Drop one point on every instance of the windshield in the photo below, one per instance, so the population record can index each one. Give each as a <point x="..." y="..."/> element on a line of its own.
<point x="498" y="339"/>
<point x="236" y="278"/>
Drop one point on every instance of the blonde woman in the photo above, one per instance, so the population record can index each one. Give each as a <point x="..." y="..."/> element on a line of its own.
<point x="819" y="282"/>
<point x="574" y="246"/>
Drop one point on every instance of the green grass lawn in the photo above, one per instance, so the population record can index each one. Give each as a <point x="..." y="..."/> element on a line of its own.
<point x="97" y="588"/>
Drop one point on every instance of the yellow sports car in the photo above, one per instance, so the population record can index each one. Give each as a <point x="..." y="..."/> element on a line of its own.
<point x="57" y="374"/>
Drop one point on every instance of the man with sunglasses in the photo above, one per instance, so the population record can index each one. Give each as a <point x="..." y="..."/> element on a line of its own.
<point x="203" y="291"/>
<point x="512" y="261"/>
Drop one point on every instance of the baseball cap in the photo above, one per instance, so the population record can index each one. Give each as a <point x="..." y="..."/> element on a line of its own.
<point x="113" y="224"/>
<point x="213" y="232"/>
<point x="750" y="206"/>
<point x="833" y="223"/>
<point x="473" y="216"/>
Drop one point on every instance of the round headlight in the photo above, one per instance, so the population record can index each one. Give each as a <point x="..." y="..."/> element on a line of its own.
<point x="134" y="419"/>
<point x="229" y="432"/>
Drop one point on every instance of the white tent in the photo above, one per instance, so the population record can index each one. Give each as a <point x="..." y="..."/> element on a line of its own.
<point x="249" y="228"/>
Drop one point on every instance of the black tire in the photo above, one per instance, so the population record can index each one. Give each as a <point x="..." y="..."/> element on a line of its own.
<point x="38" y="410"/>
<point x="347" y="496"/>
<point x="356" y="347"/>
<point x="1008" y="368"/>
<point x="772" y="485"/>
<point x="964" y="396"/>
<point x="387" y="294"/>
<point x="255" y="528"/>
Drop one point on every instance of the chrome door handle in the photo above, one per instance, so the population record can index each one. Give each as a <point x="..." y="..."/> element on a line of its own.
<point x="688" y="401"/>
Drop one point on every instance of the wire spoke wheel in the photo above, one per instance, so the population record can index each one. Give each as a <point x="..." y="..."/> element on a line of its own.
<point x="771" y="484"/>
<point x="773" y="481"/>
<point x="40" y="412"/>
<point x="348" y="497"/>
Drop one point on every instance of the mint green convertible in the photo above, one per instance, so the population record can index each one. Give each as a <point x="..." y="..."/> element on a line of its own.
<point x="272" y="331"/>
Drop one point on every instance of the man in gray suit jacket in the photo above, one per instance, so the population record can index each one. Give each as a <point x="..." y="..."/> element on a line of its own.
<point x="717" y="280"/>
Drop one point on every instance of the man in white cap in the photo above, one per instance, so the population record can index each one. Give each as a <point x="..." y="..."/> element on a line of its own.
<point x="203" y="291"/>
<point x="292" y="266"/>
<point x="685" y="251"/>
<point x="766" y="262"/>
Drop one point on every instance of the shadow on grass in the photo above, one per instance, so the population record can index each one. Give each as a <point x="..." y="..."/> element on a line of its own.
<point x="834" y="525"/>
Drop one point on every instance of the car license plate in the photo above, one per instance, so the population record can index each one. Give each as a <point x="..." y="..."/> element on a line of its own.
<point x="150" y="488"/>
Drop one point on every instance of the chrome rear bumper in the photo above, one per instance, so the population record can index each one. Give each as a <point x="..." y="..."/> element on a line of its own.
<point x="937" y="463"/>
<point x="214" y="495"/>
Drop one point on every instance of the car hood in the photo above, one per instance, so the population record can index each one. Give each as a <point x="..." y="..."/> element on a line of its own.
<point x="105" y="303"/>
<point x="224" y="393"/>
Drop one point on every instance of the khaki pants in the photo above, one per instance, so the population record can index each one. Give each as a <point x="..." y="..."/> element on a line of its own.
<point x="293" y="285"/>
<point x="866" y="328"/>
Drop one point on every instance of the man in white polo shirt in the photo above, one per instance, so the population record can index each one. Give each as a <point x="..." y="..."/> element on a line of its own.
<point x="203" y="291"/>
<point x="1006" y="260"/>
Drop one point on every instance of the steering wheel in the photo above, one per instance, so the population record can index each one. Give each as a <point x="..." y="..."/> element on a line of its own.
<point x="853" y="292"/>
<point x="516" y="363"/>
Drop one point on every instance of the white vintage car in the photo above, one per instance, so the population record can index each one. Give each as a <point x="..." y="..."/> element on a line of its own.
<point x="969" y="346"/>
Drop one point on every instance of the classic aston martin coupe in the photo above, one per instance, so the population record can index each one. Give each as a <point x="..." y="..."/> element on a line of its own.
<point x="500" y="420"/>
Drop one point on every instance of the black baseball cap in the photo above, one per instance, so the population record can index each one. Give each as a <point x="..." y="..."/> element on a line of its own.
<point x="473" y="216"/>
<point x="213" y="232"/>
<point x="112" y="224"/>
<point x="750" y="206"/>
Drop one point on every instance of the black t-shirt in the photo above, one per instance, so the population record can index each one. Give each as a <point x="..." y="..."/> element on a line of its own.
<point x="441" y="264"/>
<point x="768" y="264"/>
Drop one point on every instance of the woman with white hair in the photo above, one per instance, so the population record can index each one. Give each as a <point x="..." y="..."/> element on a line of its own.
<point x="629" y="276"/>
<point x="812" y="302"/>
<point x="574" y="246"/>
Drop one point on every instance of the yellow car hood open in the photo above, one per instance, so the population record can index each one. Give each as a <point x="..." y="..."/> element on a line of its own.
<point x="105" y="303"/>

◆ **Task requirements**: Extract the full set of entries word for word.

◆ **Output for this task**:
Drop one point on every instance of the windshield in the photo below, one per instance, so the population record can index each one. Give each as a <point x="..." y="..."/> element on a line of its own.
<point x="498" y="339"/>
<point x="236" y="278"/>
Drop one point on every instance of the blonde woman in the photo above, one per instance, so the population record can index each one. Give each as a <point x="..." y="..."/> element on a line of its own.
<point x="819" y="282"/>
<point x="574" y="246"/>
Drop one point on every instance of the green grass lawn in the photo above, one per instance, so the population record can index each one. Give each as a <point x="..." y="..."/> element on a line of its own.
<point x="97" y="588"/>
Drop one point on every instance of the yellow sports car in the photo above, one per instance, so the population record can index each one. Give each as a <point x="..." y="..."/> element on a line of its own.
<point x="57" y="374"/>
Drop one point on every instance of the man with sunglasses in the photo above, one per instance, so the population record can index each one. Give each as a <point x="..." y="..."/> element on a line of its own.
<point x="203" y="291"/>
<point x="512" y="261"/>
Drop one point on every instance of the baseball cap in the photo above, one per instance, so the population record can index each one. Give each as a <point x="..." y="..."/> element on a line of its own.
<point x="113" y="224"/>
<point x="213" y="232"/>
<point x="750" y="206"/>
<point x="833" y="223"/>
<point x="473" y="216"/>
Drop one point on every instance of the round headlight in the photo above, one per instance, so the population record can index each one. Give each as a <point x="..." y="..."/> element on a line of its own.
<point x="134" y="419"/>
<point x="229" y="432"/>
Drop one point on every instance of the white tent in the photo above, one per instance, so the population record can index each one. Give each as a <point x="..." y="..."/> element on a line of its own.
<point x="249" y="228"/>
Drop one point on every instance of the black tire in the photo above, one per instance, so the population record can index each one. Give each as a <point x="..." y="..."/> element on a line of its own.
<point x="38" y="410"/>
<point x="347" y="496"/>
<point x="356" y="347"/>
<point x="1008" y="368"/>
<point x="772" y="485"/>
<point x="964" y="396"/>
<point x="387" y="294"/>
<point x="255" y="528"/>
Drop one point on every instance of the chrome door handle in the photo above, one per instance, so the population record can index each one. Give each as a <point x="..." y="..."/> element on a line of its own.
<point x="688" y="401"/>
Drop one point on every instance of the wire spoke wheel in the photo above, one per instance, so the population record can index each one. Give each as a <point x="..." y="..."/> element on a line of its own.
<point x="771" y="484"/>
<point x="773" y="481"/>
<point x="40" y="412"/>
<point x="348" y="497"/>
Drop one point on every instance of the mint green convertible in the photo above, one per instance, so the population record can index each one. Give each as a <point x="..." y="..."/> element on a line of its own.
<point x="272" y="331"/>
Drop one point on every instance of the man in gray suit jacket in the photo above, one per instance, so the population record can index each one. Give each as a <point x="..." y="..."/> element on a line of its own.
<point x="717" y="280"/>
Drop one point on every instance of the man in white cap in the photo above, one per instance, so the population record can index each one. Give each as a <point x="..." y="..."/> element on a line of its own.
<point x="203" y="291"/>
<point x="292" y="266"/>
<point x="685" y="251"/>
<point x="766" y="262"/>
Drop one point on every instance of the shadow on grass in the photo above, one per instance, so the population record can index each one. Give each as a <point x="..." y="..."/> element on a line of its own.
<point x="834" y="525"/>
Drop one point on every instance of the car license plate in the photo above, one per instance, so the population record can index each one. Give each as a <point x="..." y="..."/> element on a line of its own.
<point x="150" y="488"/>
Drop one point on every instance of the chrome rear bumper in the photo above, one per instance, so the population record can index each one. Give each as a <point x="..." y="..."/> element on a line of its own.
<point x="937" y="463"/>
<point x="214" y="495"/>
Drop one point on every instance of the car hood in the photo above, one per instance, so the population record can index each one. Give each as a <point x="..." y="..."/> element on a line of its own.
<point x="105" y="303"/>
<point x="224" y="393"/>
Drop one point on every instance of the khaki pants in the photo above, one per instance, so the population record can index each one. Give each as a <point x="..." y="..."/> element on a line of its own.
<point x="293" y="285"/>
<point x="866" y="328"/>
Drop one point on every instance of the man in white polo shirt in the photo above, one per instance, so the population record can index each one. Give each as a <point x="..." y="..."/> element on a line of its own.
<point x="203" y="291"/>
<point x="1006" y="260"/>
Drop one point on every instance of the steering wheel in the photo above, one per instance, so the population record can index each one. Give each as a <point x="..." y="..."/> element on a line of its own.
<point x="853" y="292"/>
<point x="516" y="363"/>
Drop one point on every instance of the white vintage car in the photo above, one per instance, so the population record can index each one. Give each as a <point x="..." y="..."/> element on a line of its own.
<point x="969" y="346"/>
Drop one point on every instance of the classic aston martin coupe in the photo above, one per instance, so the population record can index each one. Give each as a <point x="..." y="..."/> element on a line of its own.
<point x="500" y="420"/>
Drop one point on every instance of the black baseball cap in the photo above, one per instance, so the population record can index each one. Give each as a <point x="..." y="..."/> element on a line of its own.
<point x="473" y="216"/>
<point x="213" y="232"/>
<point x="112" y="224"/>
<point x="750" y="206"/>
Drop one point on every instance of the black t-shirt in the photo above, one per instance, so the population record can index each one. Give each as a <point x="..." y="..."/> element on a line of its own.
<point x="441" y="264"/>
<point x="768" y="264"/>
Drop one point on every instance of the woman with white hair in the photo above, one per instance, so the population record can index each one. Give each as a <point x="..." y="..."/> element on a line of its own.
<point x="629" y="276"/>
<point x="812" y="302"/>
<point x="574" y="246"/>
Drop one point on every instance of the yellow car hood open in the photo above, one per instance, so the population record can index each one. Give each as a <point x="..." y="..."/> element on a line of its own.
<point x="105" y="303"/>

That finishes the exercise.